§ ESTRATTO DELLA PAGINA:
========================
La rivolta della società prima, durante e dopo la pandemia
Elia Zaru

03.06.2021

La percezione comune sembra considerare l’esistenza di una cesura tra ciò che c’è stato prima del COVID-19 e la diffusione contagiosa di quest’ultimo nella popolazione umana. Ora che i mesi più duri della pandemia sembrano (condizionale d’obbligo) alle spalle, lo sprazzo che si intravede permette di riannodare il filo di alcune riflessioni che la comparsa del virus aveva, nei mesi passati, congelato. In altre parole, sembra possibile una riconnessione con il “prima” che permetta, anche se in modo embrionale, di cogliere continuità nella discontinuità, e di riconsegnare così alla temporalità della storia umana quella pluralità senza la quale quest’ultima si trasforma in semplice cronologia.
========================
Elenca tutti i momenti rispetto alla pandemia che il titolo dell'estratto nomina.

Voci del dataset:
========================
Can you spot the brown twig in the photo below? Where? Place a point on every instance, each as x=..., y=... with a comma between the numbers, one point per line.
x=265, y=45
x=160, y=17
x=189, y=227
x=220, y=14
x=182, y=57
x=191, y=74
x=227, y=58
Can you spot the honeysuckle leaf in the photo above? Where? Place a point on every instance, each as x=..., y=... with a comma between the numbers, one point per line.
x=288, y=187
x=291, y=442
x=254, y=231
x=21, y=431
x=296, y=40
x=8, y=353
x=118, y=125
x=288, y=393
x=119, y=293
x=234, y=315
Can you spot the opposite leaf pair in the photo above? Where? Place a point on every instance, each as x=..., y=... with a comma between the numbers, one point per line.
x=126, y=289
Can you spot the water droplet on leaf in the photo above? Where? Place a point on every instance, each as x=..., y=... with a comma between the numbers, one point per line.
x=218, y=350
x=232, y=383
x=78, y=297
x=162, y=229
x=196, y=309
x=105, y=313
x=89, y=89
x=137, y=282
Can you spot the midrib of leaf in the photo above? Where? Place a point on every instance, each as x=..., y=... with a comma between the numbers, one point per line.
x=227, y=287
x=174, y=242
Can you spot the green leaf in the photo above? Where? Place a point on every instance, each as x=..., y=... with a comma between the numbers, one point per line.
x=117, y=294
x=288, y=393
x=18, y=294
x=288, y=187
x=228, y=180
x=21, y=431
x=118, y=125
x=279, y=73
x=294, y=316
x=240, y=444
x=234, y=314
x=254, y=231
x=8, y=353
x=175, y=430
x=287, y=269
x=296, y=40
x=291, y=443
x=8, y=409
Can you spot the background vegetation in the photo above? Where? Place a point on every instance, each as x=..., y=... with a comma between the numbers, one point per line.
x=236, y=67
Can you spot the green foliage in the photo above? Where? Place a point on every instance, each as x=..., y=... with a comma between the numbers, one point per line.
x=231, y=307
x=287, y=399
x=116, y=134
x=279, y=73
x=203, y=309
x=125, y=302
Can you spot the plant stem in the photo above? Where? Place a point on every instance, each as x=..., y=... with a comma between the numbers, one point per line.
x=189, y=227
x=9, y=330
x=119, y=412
========================
§ RISPOSTA DELL'ESERCIZIO:
Prima, durante, dopo.